#### [Exercise tasks]
1: In the blog post about a moving film, condense the paragraph beginning "Today I had a strong emotional experience" into a shorter version that keeps its main facts.
2: Extend the blog post about a moving film, picking up after its final sentence.

#### [Text segment]
= = = =
Wednesday, August 1, 2012

owl transformation on a full moon night

“I want to realize brotherhood or identity not merely with the beings called human, but I want to realize identity with all life, even with such things as crawl upon earth.”

                                                                                                                              Mahatma Gandhi






Today I had a strong emotional experience watching a movie. It is not every day I get moved by films, at least not as strongly as this one, and not as profound. The story is about a vet student who loses his both parents in an accident and end up going to work for a circus. He fells in love with the woman who trains the horses. In the very beginning one of the white horses dies from a disease. It is sad. I cannot support watching horses getting hurt, none the less die. It reminded me of the time when I saw a real horse getting carried away for slaughtery. It was full moon that evening, and I cried.
But the event that made me cry desperately was when the circus director is hurting the elephant really badly. The elephant is lying down, full of wounds and blood. It was a terrible scene. It made me full of sorrow and pain.
= = = =
[Dataset entries]
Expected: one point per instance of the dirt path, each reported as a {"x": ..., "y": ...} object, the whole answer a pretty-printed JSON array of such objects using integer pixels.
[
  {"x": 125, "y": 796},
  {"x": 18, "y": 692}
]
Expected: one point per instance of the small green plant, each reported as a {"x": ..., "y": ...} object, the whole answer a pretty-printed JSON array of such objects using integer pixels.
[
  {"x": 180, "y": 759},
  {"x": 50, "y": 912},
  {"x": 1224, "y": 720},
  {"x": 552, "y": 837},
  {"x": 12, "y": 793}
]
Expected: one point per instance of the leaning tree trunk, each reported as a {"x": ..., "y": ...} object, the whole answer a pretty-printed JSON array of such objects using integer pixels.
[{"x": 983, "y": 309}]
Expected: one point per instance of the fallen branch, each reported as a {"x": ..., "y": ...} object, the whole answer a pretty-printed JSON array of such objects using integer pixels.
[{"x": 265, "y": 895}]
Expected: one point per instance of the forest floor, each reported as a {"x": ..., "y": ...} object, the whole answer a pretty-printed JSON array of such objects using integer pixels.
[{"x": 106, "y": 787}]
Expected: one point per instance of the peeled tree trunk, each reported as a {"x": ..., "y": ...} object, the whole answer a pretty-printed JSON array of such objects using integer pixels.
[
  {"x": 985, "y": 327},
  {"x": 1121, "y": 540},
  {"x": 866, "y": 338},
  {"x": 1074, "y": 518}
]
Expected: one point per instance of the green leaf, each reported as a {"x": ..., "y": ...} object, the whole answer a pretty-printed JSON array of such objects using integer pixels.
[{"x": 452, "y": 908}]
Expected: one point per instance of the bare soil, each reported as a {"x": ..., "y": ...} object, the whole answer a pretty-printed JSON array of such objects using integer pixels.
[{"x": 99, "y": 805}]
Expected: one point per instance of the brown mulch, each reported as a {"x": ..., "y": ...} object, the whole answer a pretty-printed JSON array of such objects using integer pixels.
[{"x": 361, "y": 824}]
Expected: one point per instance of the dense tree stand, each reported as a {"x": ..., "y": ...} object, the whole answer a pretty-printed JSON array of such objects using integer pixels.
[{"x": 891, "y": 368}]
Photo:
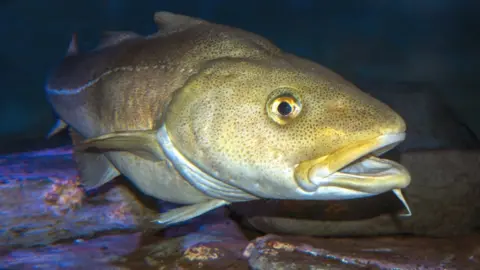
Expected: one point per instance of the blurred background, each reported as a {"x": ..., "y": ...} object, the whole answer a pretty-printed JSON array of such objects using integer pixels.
[{"x": 419, "y": 56}]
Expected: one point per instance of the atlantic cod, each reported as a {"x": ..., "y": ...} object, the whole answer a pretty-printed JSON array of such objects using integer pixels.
[{"x": 204, "y": 115}]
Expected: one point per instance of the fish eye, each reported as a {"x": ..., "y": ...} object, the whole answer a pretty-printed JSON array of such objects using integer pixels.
[{"x": 283, "y": 107}]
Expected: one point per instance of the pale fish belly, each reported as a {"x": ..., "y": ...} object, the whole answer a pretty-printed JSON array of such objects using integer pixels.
[{"x": 156, "y": 179}]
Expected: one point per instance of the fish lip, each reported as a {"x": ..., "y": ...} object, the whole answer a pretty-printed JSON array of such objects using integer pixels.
[{"x": 332, "y": 169}]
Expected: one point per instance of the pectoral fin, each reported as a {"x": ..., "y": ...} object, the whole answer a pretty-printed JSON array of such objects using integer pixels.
[
  {"x": 188, "y": 212},
  {"x": 58, "y": 127},
  {"x": 94, "y": 169},
  {"x": 140, "y": 143},
  {"x": 399, "y": 195}
]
= = = =
#### [Task-by-task outputs]
1: Watching a movie today moved the writer unusually strongly. It follows a vet student who loses both parents in an accident, goes to work for a circus, and falls in love with the woman who trains the horses. Early on, one of the white horses dies of a disease, which the writer found hard to watch. It brought back the memory of seeing a real horse taken away for slaughter on a full-moon evening, when the writer cried.

2:
Elephants are spiritual, and deeply emotional animals. I experienced that myself on a trip to Mandalkiri, Cambodia where I realized my dream of riding an elephant. I was not sitting on the back in a box like many poeple do. I asked to sit on the head of the elephant, to steer it with my own feet, and so I did. It was a truly wonderful feeling. After riding for a while, we stopped in the djungle to swim together with the elephant. In the water I had a spiritual, close-to-euphoria, experience. When I was bathing the giant animal, and getting so close to him that I could touch his face, I looked deep into his eyes as he was lying in the water relaxing. It was something special to me. Unexplainable.
What moved me the most was what happened while riding our way back to the village, where we had to cross a road with cars. A big truck with loads of standing people on it, came towards us, backing up to let people watch the elephants. Both people and truck were very loud. The elephants got really scared, they were trembling and we were shaking. They were screeming like frightened children. They tried to run away. The mahouts got really nervous, hitting the elephants with a stick to avoid them to escape. In that moment something that I will never forget happened: one elephant took the other´s trunk and twirled it around his own trunk. That way they were looking like they were hugging each other. They were comforting each other.

I was not surprised when I read the news that an elephant had killed two trainers while escaping from a zoo. The elephant did not even touch the people that had not caused him any harm. He only killed or hurted the ones that had been evil to him  earlier on. I believe this is karma.
They say elephants and horses remember everything. I would like to sign on to that. I belive that if you hurt an animal, it will one day, sooner or later, get revenge.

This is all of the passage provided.